SUPPLIED RECORDS |
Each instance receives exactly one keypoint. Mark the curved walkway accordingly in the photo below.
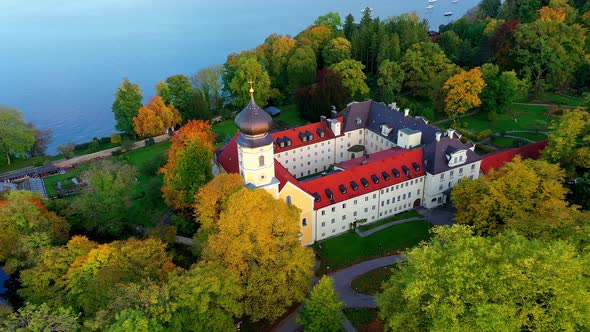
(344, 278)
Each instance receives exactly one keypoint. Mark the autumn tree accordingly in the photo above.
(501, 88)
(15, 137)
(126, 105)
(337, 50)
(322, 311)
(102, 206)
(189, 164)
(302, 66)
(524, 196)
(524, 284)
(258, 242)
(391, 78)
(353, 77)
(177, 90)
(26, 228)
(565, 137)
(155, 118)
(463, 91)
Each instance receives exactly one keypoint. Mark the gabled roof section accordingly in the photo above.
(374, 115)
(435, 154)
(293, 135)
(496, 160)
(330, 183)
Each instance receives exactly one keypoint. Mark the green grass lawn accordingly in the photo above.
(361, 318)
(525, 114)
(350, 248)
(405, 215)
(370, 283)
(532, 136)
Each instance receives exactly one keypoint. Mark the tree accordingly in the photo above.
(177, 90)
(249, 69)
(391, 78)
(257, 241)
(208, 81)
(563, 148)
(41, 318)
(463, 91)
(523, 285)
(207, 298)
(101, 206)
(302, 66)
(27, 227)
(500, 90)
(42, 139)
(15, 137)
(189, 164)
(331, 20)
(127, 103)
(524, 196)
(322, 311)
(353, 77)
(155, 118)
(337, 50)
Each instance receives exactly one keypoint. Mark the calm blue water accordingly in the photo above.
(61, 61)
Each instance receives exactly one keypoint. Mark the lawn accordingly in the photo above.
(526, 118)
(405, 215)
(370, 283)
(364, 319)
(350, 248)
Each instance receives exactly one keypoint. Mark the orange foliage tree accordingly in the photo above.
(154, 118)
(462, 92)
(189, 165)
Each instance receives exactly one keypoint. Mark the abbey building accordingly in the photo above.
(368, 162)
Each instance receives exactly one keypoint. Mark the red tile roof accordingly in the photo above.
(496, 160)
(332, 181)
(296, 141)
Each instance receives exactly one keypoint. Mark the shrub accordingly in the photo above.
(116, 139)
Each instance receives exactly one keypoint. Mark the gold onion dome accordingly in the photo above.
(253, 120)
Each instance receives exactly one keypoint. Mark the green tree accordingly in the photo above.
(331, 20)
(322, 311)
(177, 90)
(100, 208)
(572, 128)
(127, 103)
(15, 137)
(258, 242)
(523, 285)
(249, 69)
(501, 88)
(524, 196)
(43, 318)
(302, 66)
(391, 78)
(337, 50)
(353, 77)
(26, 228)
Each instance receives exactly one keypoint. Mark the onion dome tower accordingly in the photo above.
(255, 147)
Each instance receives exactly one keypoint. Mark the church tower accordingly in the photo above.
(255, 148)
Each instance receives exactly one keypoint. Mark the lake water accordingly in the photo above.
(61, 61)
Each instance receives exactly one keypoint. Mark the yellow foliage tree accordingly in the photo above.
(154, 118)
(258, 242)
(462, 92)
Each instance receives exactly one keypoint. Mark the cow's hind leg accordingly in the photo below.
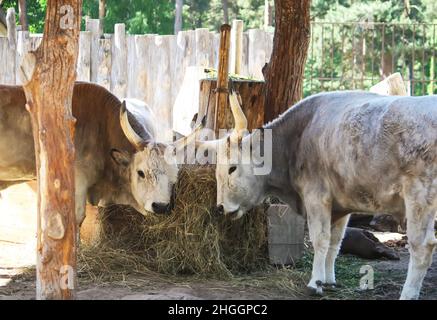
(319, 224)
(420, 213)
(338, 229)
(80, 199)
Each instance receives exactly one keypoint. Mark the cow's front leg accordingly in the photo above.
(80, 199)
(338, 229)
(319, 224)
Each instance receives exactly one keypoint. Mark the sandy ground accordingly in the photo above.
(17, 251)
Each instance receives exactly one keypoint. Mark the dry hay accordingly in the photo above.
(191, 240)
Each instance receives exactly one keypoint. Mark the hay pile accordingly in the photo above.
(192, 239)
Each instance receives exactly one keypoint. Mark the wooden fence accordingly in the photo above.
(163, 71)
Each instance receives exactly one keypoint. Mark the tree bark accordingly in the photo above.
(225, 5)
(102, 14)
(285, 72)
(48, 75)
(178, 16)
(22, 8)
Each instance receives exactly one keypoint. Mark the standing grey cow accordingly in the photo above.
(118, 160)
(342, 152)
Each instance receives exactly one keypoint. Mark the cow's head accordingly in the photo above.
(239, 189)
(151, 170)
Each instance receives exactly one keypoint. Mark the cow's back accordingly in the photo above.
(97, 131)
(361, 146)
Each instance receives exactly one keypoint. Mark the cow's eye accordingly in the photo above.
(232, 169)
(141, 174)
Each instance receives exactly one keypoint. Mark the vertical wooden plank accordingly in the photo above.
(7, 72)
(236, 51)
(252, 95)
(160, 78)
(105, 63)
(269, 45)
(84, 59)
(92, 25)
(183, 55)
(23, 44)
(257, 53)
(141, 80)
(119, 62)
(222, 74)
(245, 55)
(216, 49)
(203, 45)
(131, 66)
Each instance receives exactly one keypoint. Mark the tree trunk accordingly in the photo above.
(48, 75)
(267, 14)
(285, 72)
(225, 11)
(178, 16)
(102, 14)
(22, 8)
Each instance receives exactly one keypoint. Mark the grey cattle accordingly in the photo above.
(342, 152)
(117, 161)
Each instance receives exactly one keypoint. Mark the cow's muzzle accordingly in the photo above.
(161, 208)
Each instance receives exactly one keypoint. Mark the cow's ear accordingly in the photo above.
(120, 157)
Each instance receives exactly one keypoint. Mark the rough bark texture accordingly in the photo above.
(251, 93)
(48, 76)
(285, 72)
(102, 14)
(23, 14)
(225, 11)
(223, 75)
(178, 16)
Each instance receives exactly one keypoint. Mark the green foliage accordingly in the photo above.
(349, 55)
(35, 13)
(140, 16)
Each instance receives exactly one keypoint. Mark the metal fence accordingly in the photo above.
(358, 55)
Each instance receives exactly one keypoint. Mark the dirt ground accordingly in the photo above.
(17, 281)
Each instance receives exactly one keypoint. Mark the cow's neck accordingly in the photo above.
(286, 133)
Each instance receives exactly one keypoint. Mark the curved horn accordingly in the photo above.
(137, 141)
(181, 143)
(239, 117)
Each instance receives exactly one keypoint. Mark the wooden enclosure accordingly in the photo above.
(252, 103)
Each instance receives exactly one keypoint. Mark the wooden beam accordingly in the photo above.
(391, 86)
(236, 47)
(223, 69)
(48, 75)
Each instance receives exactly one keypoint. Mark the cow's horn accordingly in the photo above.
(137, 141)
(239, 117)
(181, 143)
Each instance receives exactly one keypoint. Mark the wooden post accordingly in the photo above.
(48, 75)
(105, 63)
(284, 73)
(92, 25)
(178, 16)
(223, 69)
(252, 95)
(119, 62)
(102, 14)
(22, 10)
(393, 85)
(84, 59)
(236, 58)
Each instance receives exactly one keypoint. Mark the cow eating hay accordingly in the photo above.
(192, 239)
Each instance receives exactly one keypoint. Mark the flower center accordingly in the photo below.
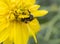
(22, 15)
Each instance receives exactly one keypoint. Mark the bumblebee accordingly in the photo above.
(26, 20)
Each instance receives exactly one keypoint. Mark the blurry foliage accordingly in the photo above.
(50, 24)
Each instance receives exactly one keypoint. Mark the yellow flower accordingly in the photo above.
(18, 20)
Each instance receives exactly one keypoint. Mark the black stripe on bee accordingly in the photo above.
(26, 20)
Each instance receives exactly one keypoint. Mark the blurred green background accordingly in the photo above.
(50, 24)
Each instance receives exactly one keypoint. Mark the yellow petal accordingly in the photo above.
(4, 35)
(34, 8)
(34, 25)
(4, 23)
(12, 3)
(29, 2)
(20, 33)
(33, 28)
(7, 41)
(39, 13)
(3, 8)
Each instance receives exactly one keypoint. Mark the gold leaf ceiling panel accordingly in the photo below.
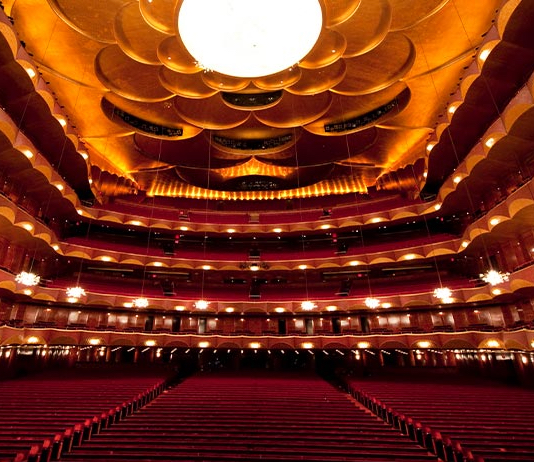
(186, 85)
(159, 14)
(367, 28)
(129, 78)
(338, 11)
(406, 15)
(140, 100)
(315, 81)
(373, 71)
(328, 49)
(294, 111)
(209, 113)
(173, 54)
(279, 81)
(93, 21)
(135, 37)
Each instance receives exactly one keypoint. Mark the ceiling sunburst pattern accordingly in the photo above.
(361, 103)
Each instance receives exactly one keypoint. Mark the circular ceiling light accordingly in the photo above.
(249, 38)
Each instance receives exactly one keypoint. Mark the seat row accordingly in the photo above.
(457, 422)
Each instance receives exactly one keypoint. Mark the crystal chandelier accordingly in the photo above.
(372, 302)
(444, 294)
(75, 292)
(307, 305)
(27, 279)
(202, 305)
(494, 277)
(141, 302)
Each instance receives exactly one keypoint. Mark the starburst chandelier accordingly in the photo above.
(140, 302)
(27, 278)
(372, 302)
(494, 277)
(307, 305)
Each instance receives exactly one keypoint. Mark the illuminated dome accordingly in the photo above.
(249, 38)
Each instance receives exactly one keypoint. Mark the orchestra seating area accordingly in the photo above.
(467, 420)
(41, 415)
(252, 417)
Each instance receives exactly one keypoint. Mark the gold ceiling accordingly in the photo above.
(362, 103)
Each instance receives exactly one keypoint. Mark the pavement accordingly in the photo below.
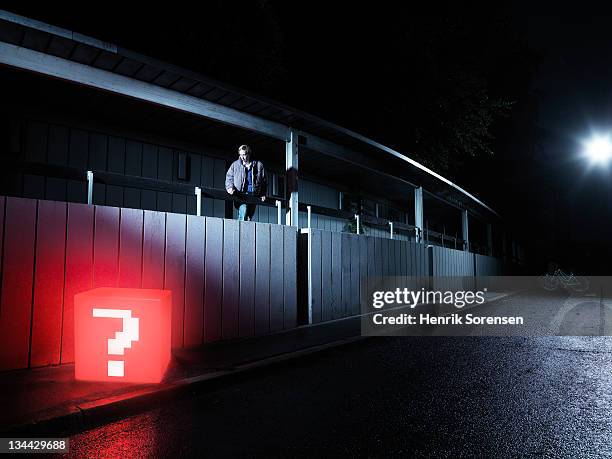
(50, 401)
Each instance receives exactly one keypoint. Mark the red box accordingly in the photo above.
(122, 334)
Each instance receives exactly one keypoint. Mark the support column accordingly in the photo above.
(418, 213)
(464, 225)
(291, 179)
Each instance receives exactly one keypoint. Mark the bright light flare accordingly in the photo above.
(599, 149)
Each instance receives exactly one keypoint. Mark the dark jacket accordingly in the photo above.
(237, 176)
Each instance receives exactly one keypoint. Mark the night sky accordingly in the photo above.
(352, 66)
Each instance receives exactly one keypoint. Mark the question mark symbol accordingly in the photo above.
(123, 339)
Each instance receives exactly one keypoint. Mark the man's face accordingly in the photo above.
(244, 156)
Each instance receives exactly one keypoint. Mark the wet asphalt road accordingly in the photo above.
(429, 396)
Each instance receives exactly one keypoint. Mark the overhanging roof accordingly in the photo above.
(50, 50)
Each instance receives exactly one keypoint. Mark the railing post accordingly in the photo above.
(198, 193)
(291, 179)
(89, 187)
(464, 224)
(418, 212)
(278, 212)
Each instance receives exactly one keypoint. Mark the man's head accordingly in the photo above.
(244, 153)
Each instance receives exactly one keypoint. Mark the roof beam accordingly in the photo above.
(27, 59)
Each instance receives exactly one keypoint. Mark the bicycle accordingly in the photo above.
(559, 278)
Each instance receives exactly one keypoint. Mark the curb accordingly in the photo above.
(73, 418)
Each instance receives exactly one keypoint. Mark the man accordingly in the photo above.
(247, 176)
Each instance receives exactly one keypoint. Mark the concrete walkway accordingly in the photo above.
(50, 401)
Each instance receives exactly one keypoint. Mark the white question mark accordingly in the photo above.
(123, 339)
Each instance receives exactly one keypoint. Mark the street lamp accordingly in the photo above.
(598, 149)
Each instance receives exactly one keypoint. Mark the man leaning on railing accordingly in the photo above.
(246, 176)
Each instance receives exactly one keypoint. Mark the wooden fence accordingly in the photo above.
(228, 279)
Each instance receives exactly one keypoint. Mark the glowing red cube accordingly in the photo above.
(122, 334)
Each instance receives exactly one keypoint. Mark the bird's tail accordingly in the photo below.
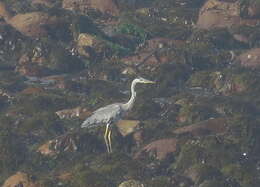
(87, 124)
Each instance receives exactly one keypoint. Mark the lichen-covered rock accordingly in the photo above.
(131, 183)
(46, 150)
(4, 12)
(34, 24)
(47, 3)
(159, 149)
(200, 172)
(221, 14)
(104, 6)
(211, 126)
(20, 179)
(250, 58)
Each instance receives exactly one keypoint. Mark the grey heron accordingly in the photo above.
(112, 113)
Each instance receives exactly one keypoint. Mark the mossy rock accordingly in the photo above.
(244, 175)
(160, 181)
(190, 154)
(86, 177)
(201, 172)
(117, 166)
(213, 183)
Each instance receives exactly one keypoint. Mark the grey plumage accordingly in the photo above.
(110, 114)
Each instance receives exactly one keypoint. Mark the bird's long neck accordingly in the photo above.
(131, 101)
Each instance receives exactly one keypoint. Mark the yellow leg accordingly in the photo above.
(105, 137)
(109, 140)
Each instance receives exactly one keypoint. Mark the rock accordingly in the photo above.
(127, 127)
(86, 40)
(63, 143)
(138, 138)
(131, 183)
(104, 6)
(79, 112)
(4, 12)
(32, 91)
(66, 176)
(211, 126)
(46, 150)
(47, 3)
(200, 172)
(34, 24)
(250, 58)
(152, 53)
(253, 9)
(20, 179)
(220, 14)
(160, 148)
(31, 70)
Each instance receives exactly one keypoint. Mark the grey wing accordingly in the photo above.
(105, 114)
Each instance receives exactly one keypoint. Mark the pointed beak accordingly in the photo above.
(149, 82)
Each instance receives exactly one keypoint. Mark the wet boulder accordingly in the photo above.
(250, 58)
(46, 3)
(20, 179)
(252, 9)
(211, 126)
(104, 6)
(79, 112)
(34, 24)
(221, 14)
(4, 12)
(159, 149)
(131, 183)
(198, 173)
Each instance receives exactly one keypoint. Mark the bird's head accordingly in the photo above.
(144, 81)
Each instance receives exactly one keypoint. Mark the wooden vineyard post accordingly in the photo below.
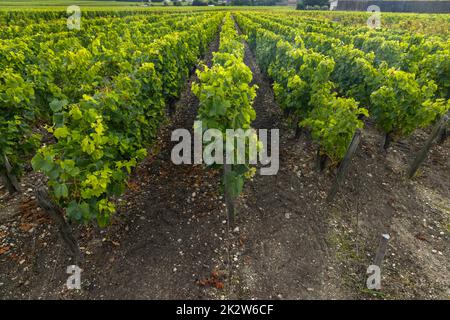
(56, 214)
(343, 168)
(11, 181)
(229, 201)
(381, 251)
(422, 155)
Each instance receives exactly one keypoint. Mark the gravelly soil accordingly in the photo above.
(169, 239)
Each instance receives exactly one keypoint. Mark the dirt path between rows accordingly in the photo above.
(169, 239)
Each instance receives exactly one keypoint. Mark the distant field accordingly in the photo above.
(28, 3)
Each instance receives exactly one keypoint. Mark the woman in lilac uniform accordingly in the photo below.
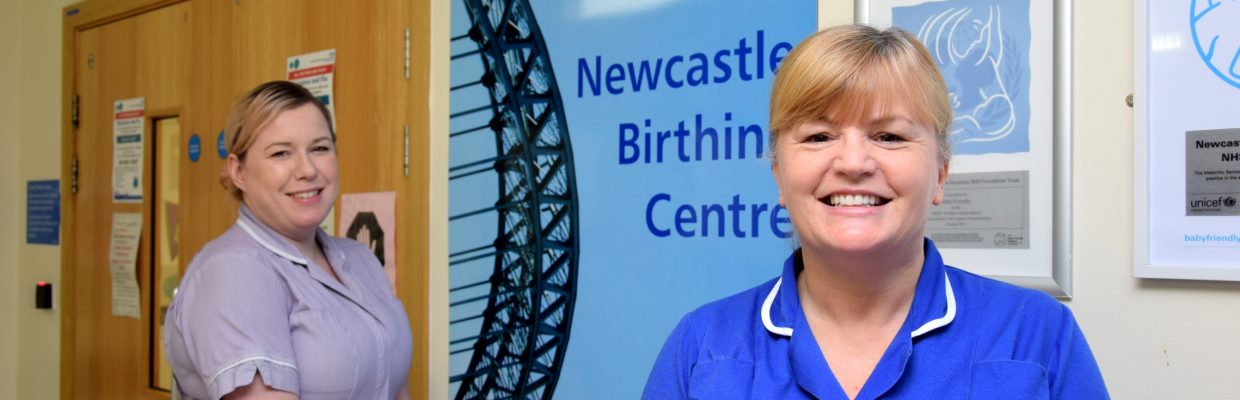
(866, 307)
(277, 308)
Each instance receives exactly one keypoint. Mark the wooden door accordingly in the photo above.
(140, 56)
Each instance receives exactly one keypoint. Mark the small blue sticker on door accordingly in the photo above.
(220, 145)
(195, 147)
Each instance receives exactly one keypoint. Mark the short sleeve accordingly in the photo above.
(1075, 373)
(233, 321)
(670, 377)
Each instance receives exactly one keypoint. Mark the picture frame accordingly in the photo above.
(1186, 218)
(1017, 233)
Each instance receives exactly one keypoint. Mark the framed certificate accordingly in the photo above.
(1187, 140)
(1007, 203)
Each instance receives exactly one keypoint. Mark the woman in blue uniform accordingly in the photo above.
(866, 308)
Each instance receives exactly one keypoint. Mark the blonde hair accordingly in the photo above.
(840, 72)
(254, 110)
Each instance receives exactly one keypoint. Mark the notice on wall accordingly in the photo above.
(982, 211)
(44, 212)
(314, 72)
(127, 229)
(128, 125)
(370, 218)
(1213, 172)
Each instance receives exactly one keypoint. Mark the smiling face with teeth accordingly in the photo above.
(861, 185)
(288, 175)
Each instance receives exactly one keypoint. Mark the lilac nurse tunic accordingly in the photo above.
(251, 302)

SET TASK |
In the entries above, take the line containing "wooden door accordingly in the photo above." and each later line through the last, and repeat them exactly. Output nothing else.

EXERCISE OUTPUT |
Each instance receives exactly one keypoint. Mark the wooden door accordingly in the photo above.
(140, 56)
Each instance receives exactly one keypoint. Mark the small blue sticker on door accordingly in the photo above.
(220, 145)
(195, 147)
Each instance receives exactly one keypoint. Mark the short sleeve accordingly in the photo above.
(1075, 373)
(233, 321)
(670, 377)
Each instance receives exactly one keypoint. Mark the picture frame accordingly in the photo above.
(1186, 218)
(1017, 233)
Each instance receives exactly one keypoint. Mark the framed certificate accordingly in the photo above.
(1187, 140)
(1007, 203)
Each instance receives exactly one keypoint. Mark the woman in blue uniform accordingly in the photo above.
(866, 308)
Each instance receives exactly one keypoint. Mark the blonde hair accordingly in the photo above.
(840, 72)
(254, 110)
Each instance receives exactly one keypoint. Mark the notice on wall accordingly in the photo above.
(982, 211)
(44, 212)
(314, 72)
(127, 229)
(128, 125)
(370, 218)
(1213, 172)
Each instance receives exactly one keypoint. Mark the smiling face with teeth accordingly in the photo above.
(861, 185)
(288, 175)
Each instance receives exactly one keypoint. Mark the lilac nurse tunic accordingly in the photo above.
(251, 302)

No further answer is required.